═════ PROVIDED DATA

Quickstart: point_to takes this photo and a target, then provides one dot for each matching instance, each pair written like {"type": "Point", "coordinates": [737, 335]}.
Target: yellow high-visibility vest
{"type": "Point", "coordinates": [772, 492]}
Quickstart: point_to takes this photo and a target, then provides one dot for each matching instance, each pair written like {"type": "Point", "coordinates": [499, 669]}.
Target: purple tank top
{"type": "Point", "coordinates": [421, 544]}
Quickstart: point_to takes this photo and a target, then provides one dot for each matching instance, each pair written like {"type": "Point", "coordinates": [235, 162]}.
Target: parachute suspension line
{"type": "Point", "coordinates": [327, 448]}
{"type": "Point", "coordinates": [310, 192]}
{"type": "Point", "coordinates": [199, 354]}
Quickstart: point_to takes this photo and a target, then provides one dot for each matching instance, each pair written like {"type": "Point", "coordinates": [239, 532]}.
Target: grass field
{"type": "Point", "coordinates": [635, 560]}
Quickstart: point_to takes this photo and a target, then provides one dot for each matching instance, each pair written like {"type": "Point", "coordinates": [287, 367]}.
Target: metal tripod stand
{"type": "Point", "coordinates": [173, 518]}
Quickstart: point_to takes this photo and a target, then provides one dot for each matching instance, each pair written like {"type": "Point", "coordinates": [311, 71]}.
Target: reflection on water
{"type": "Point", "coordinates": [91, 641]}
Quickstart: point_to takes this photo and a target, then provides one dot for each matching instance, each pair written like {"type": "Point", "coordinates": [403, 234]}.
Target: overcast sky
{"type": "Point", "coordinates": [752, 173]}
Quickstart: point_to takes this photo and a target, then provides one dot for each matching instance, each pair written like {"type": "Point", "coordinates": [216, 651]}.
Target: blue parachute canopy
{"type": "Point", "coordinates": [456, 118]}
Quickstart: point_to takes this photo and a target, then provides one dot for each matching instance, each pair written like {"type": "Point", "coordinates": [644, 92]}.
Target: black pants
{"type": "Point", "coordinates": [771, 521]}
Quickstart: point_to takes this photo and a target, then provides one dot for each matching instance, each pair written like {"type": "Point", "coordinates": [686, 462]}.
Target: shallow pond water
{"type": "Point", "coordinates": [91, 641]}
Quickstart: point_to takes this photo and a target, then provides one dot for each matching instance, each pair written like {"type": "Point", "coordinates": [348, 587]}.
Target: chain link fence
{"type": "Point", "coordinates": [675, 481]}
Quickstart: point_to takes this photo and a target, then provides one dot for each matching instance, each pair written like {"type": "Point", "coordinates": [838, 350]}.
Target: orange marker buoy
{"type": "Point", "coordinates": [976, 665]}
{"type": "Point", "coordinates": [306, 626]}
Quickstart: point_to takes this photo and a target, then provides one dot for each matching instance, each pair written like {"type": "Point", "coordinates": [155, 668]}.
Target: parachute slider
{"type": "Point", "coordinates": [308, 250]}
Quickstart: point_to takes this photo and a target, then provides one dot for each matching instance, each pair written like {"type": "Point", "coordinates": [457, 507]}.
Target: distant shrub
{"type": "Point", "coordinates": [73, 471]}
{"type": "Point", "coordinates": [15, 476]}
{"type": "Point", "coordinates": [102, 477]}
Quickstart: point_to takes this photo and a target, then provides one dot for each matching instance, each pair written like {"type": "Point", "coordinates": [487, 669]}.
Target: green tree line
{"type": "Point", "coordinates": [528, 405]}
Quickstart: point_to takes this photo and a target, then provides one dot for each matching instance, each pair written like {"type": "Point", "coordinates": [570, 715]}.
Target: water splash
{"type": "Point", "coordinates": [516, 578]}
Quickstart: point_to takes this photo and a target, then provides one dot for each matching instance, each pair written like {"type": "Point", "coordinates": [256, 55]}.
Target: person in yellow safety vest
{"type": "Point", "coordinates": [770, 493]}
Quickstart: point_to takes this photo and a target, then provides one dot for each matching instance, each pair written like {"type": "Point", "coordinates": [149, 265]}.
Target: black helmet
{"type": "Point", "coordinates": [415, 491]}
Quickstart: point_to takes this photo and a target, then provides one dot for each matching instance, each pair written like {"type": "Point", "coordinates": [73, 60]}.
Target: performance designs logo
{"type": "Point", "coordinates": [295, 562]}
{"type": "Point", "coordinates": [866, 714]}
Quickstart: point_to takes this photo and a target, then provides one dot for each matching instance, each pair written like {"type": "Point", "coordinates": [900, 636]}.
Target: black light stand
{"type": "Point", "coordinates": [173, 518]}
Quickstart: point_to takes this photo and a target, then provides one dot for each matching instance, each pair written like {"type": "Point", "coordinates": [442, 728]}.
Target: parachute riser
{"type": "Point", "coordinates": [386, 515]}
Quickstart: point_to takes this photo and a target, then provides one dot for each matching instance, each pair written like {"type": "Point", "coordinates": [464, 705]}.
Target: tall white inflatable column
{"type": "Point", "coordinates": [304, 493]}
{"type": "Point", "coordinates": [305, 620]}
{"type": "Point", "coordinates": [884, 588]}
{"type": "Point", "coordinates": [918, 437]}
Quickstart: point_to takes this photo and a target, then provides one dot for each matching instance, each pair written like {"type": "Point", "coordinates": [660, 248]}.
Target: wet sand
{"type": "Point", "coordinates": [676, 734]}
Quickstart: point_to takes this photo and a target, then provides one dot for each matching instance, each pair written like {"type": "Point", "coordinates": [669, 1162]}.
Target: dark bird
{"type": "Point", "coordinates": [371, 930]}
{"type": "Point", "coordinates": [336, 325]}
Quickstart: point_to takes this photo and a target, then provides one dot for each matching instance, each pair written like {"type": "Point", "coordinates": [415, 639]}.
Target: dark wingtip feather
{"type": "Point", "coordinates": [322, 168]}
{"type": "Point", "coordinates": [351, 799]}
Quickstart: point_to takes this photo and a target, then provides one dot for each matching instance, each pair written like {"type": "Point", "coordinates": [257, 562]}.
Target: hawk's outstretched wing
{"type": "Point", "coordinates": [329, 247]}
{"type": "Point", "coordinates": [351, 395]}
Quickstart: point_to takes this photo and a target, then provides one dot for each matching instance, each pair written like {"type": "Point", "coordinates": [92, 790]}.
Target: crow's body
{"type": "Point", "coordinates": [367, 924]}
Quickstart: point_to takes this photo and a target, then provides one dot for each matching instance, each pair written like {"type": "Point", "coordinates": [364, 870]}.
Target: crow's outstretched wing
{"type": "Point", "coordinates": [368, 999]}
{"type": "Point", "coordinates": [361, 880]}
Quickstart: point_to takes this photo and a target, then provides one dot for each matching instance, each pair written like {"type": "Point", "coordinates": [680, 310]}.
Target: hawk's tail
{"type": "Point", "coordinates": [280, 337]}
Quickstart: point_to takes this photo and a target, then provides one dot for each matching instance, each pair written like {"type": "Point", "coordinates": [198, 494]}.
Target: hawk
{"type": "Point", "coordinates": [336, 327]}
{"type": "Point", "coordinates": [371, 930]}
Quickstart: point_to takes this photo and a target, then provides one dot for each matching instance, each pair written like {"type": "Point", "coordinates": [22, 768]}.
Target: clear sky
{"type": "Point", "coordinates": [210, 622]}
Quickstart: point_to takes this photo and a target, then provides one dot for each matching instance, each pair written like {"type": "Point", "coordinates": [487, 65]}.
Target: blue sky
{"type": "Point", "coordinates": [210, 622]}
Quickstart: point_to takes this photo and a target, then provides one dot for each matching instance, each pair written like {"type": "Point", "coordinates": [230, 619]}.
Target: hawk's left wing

══════════

[GIVEN TASK]
Could you transcribe the records in full, exactly?

[EXPECTED ANSWER]
Quickstart: point_to takes this photo and a target, then provides one dot for each matching instance, each pair written like {"type": "Point", "coordinates": [737, 335]}.
Target: yellow high-visibility vest
{"type": "Point", "coordinates": [772, 492]}
Quickstart: point_to takes this photo and a target, then provides one dot for each matching instance, each pair written like {"type": "Point", "coordinates": [499, 669]}.
Target: purple tank top
{"type": "Point", "coordinates": [421, 544]}
Quickstart: point_to takes this photo and a target, then provides one dot for each matching instance, each pair written like {"type": "Point", "coordinates": [235, 162]}.
Target: parachute suspension line
{"type": "Point", "coordinates": [327, 448]}
{"type": "Point", "coordinates": [310, 192]}
{"type": "Point", "coordinates": [199, 354]}
Quickstart: point_to takes this photo and a target, then provides one dot for each matching instance, each pair written like {"type": "Point", "coordinates": [239, 532]}.
Target: grass field
{"type": "Point", "coordinates": [635, 560]}
Quickstart: point_to takes this photo and a target, then provides one dot for each matching instance, each pair written like {"type": "Point", "coordinates": [287, 367]}.
Target: metal tripod stand
{"type": "Point", "coordinates": [173, 518]}
Quickstart: point_to takes this photo and a target, then provides one dot for each matching instance, each pair written like {"type": "Point", "coordinates": [311, 71]}.
Target: reflection on water
{"type": "Point", "coordinates": [91, 641]}
Quickstart: point_to takes this photo and a target, then provides one dot for each matching instance, each pair written like {"type": "Point", "coordinates": [403, 234]}.
Target: overcast sky
{"type": "Point", "coordinates": [752, 173]}
Quickstart: point_to takes this photo and a target, then provides one dot for each matching instance, each pair written like {"type": "Point", "coordinates": [216, 651]}.
Target: blue parachute canopy
{"type": "Point", "coordinates": [456, 118]}
Quickstart: point_to takes this photo and a target, then provides one dot for each matching instance, each pair written like {"type": "Point", "coordinates": [644, 92]}.
Target: black pants
{"type": "Point", "coordinates": [771, 521]}
Quickstart: point_to takes this photo and a target, then provides one dot for each matching instance, each pair written like {"type": "Point", "coordinates": [686, 462]}.
Target: shallow pond water
{"type": "Point", "coordinates": [91, 641]}
Quickstart: point_to takes this photo and a target, then provides one dot for each matching instance, each pair written like {"type": "Point", "coordinates": [348, 587]}.
Target: chain link fence
{"type": "Point", "coordinates": [675, 481]}
Quickstart: point_to takes this photo and a target, then provides one dot for each matching instance, each pair written like {"type": "Point", "coordinates": [838, 350]}.
Target: orange marker buoy
{"type": "Point", "coordinates": [976, 665]}
{"type": "Point", "coordinates": [306, 626]}
Quickstart: point_to takes this photo and a target, then provides one dot for each matching instance, each pair written like {"type": "Point", "coordinates": [155, 668]}.
Target: parachute slider
{"type": "Point", "coordinates": [308, 250]}
Quickstart: point_to takes this photo and a target, then provides one dot for each matching instance, each pair written like {"type": "Point", "coordinates": [457, 507]}.
Target: distant shrub
{"type": "Point", "coordinates": [73, 471]}
{"type": "Point", "coordinates": [15, 476]}
{"type": "Point", "coordinates": [102, 477]}
Quickstart: point_to takes this photo and a target, then provides one dot for each matching instance, each pair written like {"type": "Point", "coordinates": [487, 669]}.
Target: green tree line
{"type": "Point", "coordinates": [528, 405]}
Quickstart: point_to takes this photo and a target, then provides one dot for each matching instance, each pair written like {"type": "Point", "coordinates": [570, 715]}.
Target: water splash
{"type": "Point", "coordinates": [516, 578]}
Quickstart: point_to takes this photo and a target, then provides one dot for each matching instance, each pair written like {"type": "Point", "coordinates": [256, 55]}.
Target: person in yellow safety vest
{"type": "Point", "coordinates": [770, 493]}
Quickstart: point_to takes this photo and a target, then provides one dot for each matching instance, each pair written like {"type": "Point", "coordinates": [149, 265]}.
Target: black helmet
{"type": "Point", "coordinates": [415, 491]}
Quickstart: point_to takes this photo and a target, then provides one dot for each matching instance, each pair written like {"type": "Point", "coordinates": [73, 60]}.
Target: performance designs logo
{"type": "Point", "coordinates": [295, 562]}
{"type": "Point", "coordinates": [866, 714]}
Quickstart: point_to takes this photo and a target, then provides one dot for each matching instance, each pair written like {"type": "Point", "coordinates": [900, 636]}.
Target: black light stand
{"type": "Point", "coordinates": [173, 518]}
Quickstart: point_to takes this photo and a target, then provides one dot for each matching instance, each pair written like {"type": "Point", "coordinates": [442, 728]}.
Target: parachute riser
{"type": "Point", "coordinates": [386, 515]}
Quickstart: point_to takes this photo and a target, then provides one dot for each matching instance, each pair written like {"type": "Point", "coordinates": [464, 705]}.
Target: tall white inflatable column
{"type": "Point", "coordinates": [304, 493]}
{"type": "Point", "coordinates": [305, 620]}
{"type": "Point", "coordinates": [884, 588]}
{"type": "Point", "coordinates": [918, 437]}
Quickstart: point_to takes this photo and a target, then provides one dot for each matching instance, each pair written like {"type": "Point", "coordinates": [660, 248]}.
Target: wet sand
{"type": "Point", "coordinates": [676, 734]}
Quickstart: point_to takes this photo and a target, then provides one dot for each matching instance, each pair written like {"type": "Point", "coordinates": [669, 1162]}.
Target: dark bird
{"type": "Point", "coordinates": [371, 930]}
{"type": "Point", "coordinates": [336, 325]}
Quickstart: point_to takes this photo and a target, then provides one dot for each matching instance, each pair written like {"type": "Point", "coordinates": [415, 639]}.
Target: dark wingtip feather
{"type": "Point", "coordinates": [322, 168]}
{"type": "Point", "coordinates": [351, 799]}
Quickstart: point_to takes this photo and a target, then provides one dot for each matching instance, each pair written like {"type": "Point", "coordinates": [257, 562]}.
Target: hawk's outstretched wing
{"type": "Point", "coordinates": [329, 247]}
{"type": "Point", "coordinates": [351, 395]}
Quickstart: point_to takes this photo and a target, then provides one dot for each matching instance, each pair written like {"type": "Point", "coordinates": [92, 790]}.
Target: crow's body
{"type": "Point", "coordinates": [367, 924]}
Quickstart: point_to takes this photo and a target, then provides one dot for each matching instance, each pair written like {"type": "Point", "coordinates": [364, 870]}.
Target: crow's outstretched wing
{"type": "Point", "coordinates": [368, 999]}
{"type": "Point", "coordinates": [361, 880]}
Quickstart: point_to takes this photo and a target, then provides one dot for each matching instance, each pair written like {"type": "Point", "coordinates": [680, 310]}.
Target: hawk's tail
{"type": "Point", "coordinates": [280, 337]}
Quickstart: point_to takes this photo and a target, then provides one dot for each matching instance, each pair written like {"type": "Point", "coordinates": [198, 494]}.
Target: hawk
{"type": "Point", "coordinates": [336, 327]}
{"type": "Point", "coordinates": [371, 930]}
Quickstart: point_to takes this photo and a target, then provides one dot for each matching instance, each pair written like {"type": "Point", "coordinates": [22, 768]}.
Target: clear sky
{"type": "Point", "coordinates": [210, 622]}
Quickstart: point_to takes this photo and a target, then provides one dot for each matching instance, each pair written like {"type": "Point", "coordinates": [487, 65]}.
Target: blue sky
{"type": "Point", "coordinates": [210, 622]}
Quickstart: point_to takes this photo and a target, then provides one dot for each matching instance, each pair written like {"type": "Point", "coordinates": [230, 619]}.
Target: hawk's left wing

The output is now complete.